* _Text excerpt_
───
June 2, 2005

Diagnostic Rehab. Medicine Serv., P.C. v Farm Family Cas. Ins. Co. (2005 NYSlipOp 50826(U))

Headnote

The court considered the fact that the plaintiff had not received a timely denial of their claim for no-fault benefits from the defendant insurance company, as required by Insurance Law § 5106(a). The main issue was whether the defendant had waived any defenses related to the medical necessity of the treatment and the sufficiency of the patient's assignment of benefits. The holding of the court was that the plaintiff was entitled to summary judgment on the complaint, as the defendant had waived defenses and failed to raise an issue of fact regarding the denial of coverage. The court reversed the order denying the plaintiff's motion for summary judgment, granted the motion, and remanded the matter to Civil Court for the assessment of appropriate attorney's fees and interest, as well as the entry of a judgment in favor of the plaintiff.
───
* _Source data_
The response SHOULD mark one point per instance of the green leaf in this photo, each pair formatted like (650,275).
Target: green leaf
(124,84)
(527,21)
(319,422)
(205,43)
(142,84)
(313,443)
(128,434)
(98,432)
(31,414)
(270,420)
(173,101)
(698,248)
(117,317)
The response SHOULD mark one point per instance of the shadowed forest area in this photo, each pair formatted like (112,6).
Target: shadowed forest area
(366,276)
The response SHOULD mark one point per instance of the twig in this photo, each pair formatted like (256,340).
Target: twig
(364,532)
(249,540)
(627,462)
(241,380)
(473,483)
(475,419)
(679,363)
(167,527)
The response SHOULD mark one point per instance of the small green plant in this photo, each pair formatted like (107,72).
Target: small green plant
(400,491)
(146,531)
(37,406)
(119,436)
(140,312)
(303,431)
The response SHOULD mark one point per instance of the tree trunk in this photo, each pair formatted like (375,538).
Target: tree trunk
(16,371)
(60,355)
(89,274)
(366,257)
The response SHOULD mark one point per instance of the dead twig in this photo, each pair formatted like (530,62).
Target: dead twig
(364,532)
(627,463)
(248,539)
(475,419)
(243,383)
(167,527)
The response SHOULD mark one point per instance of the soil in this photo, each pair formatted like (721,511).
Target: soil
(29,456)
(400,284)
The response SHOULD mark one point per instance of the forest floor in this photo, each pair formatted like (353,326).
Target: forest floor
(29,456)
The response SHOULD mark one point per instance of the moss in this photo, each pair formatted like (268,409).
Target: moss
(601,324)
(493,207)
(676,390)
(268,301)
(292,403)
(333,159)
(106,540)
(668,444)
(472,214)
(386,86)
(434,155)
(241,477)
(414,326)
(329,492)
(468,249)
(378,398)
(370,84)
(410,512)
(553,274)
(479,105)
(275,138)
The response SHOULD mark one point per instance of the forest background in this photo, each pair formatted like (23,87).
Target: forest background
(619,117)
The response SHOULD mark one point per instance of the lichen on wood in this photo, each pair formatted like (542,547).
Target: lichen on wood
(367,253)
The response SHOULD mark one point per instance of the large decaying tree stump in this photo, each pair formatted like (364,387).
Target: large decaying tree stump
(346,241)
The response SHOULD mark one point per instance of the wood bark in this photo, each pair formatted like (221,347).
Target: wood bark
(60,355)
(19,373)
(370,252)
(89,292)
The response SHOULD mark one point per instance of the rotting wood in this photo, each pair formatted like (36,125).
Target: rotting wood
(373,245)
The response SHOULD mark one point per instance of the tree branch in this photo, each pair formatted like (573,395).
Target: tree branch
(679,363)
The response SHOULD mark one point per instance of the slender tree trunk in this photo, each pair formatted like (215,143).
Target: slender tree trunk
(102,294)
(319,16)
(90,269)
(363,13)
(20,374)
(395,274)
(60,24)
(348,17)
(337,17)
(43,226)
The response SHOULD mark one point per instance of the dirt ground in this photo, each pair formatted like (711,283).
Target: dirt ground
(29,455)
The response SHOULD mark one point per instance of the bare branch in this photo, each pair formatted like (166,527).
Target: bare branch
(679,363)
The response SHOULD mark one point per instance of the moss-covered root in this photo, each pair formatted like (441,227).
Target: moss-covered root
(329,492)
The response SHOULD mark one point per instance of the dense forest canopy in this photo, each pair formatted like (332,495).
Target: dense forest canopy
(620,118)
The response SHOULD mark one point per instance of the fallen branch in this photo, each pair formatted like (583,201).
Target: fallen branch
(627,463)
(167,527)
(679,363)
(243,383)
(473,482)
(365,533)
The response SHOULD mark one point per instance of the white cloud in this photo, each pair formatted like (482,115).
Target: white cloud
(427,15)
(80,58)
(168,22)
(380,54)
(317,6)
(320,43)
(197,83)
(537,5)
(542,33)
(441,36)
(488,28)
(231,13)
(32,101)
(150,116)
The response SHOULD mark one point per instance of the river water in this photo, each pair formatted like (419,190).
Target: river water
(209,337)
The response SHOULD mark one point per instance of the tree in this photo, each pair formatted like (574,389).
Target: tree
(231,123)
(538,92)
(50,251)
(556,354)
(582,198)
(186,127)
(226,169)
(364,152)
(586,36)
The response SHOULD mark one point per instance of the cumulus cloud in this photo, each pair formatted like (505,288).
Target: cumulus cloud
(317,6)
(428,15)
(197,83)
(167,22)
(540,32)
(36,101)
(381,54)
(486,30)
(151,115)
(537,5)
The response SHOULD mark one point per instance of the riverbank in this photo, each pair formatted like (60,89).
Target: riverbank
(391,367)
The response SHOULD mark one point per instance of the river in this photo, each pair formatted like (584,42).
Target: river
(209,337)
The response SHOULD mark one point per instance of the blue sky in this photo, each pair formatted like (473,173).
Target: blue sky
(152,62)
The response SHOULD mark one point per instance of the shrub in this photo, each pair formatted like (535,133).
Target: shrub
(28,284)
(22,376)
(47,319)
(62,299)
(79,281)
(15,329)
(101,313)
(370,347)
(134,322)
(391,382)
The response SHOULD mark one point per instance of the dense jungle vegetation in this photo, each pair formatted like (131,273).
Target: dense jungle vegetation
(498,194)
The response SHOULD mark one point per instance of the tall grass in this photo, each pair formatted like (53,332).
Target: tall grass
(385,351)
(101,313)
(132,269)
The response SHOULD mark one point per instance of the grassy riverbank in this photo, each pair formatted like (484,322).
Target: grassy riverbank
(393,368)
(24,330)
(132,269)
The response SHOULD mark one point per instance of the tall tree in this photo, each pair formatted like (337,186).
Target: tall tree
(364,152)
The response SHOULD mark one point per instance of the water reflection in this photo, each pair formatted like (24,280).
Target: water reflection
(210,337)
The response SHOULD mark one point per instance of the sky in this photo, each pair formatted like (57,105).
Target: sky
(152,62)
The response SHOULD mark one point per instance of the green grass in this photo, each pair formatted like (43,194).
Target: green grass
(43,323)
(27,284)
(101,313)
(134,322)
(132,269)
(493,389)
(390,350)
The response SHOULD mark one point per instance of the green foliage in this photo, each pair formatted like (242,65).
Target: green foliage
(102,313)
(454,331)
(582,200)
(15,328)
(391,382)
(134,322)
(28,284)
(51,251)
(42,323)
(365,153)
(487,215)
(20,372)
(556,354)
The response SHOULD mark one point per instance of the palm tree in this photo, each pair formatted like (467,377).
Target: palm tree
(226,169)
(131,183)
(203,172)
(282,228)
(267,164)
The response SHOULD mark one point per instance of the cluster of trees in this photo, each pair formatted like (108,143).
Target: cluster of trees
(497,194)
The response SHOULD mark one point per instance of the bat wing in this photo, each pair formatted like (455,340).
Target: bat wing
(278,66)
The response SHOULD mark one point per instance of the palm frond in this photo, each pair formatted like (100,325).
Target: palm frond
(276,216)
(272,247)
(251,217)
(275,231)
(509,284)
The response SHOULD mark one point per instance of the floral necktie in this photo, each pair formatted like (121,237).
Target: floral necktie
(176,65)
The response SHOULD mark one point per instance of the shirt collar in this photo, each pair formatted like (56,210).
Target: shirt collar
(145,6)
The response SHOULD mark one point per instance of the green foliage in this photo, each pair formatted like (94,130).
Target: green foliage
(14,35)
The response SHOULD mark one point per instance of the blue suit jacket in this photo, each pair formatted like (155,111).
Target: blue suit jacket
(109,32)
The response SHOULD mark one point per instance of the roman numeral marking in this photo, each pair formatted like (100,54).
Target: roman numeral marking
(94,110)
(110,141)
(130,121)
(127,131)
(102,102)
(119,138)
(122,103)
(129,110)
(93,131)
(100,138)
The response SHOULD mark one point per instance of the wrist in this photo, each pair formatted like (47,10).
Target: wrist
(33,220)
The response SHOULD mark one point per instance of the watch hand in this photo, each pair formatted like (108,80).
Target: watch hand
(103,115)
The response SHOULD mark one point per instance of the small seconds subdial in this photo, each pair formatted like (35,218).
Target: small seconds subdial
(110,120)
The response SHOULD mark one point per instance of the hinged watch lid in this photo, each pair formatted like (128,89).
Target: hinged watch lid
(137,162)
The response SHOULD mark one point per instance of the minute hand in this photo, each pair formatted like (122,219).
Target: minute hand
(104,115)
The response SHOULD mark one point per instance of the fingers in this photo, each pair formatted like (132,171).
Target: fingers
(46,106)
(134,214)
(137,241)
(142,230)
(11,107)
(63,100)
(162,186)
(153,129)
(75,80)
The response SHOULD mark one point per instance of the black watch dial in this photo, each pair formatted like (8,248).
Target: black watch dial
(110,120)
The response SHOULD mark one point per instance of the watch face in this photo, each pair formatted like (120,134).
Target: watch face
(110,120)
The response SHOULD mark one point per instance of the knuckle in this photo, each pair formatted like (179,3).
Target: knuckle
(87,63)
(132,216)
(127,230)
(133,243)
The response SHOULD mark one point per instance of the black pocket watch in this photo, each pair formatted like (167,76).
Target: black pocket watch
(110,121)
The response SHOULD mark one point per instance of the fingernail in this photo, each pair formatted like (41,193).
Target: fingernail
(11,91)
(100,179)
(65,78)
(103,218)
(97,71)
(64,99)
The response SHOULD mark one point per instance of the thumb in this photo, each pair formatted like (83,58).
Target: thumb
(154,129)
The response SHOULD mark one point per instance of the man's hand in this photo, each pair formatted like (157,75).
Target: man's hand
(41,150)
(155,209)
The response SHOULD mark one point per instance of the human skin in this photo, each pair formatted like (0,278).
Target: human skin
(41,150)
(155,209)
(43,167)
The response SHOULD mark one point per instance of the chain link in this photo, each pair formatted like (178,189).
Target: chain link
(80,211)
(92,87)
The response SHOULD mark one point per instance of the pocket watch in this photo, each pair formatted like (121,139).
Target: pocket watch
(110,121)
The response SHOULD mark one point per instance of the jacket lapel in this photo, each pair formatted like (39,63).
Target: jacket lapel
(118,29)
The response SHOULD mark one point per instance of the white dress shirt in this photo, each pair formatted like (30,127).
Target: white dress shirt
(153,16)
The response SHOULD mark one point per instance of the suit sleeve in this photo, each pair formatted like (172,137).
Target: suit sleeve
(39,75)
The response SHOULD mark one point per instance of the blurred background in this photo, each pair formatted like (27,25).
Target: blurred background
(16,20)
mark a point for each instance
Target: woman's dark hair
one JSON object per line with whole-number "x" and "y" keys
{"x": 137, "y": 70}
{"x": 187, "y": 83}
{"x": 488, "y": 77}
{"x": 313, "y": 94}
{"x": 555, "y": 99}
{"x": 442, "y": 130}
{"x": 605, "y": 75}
───
* _What you will do_
a. Transcribe the court decision summary from "The court considered" up to and including "of the plaintiff.".
b. Write the next part of the court decision summary, starting after its final sentence.
The items have no connection to the court decision summary.

* _Responses to the tasks_
a.
The court considered the fact that the plaintiff had not received a timely denial of their claim for no-fault benefits from the defendant insurance company, as required by Insurance Law § 5106(a). The main issue was whether the defendant had waived any defenses related to the medical necessity of the treatment and the sufficiency of the patient's assignment of benefits. The holding of the court was that the plaintiff was entitled to summary judgment on the complaint, as the defendant had waived defenses and failed to raise an issue of fact regarding the denial of coverage. The court reversed the order denying the plaintiff's motion for summary judgment, granted the motion, and remanded the matter to Civil Court for the assessment of appropriate attorney's fees and interest, as well as the entry of a judgment in favor of the plaintiff.

b.
Reported in New York Official Reports at Diagnostic Rehab. Medicine Serv., P.C. v Farm Family Cas. Ins. Co. (2005 NYSlipOp 50826(U))

Diagnostic Rehab. Medicine Serv., P.C. v Farm Family Cas. Ins. Co. (2005 NYSlipOp 50826(U)) [*1]
Diagnostic Rehab. Medicine Serv., P.C. v Farm Family Cas. Ins. Co.
2005 NYSlipOp 50826(U)
Decided on June 2, 2005
Appellate Term, First Department
Published by New York State Law Reporting Bureau pursuant to Judiciary Law § 431.
This opinion is uncorrected and will not be published in the printed Official Reports.
Decided on June 2, 2005

APPELLATE TERM OF THE SUPREME COURT, FIRST DEPARTMENT


PRESENT:
HON. LUCINDO SUAREZ, P.J.
HON. WILLIAM P. McCOOE
HON. PHYLLIS GANGEL-JACOB, Justices.
Diagnostic Rehab. Medicine Serv., P.C., Assignee of Julio Duran, Plaintiff-Appellant, 570292/04

against

Farm Family Casualty Ins. Co., Defendant-Respondent.

Plaintiff appeals from an order of the Civil Court, Bronx County, entered November 20, 2003 (Irving Rosen, J.) denying its motion for summary judgment.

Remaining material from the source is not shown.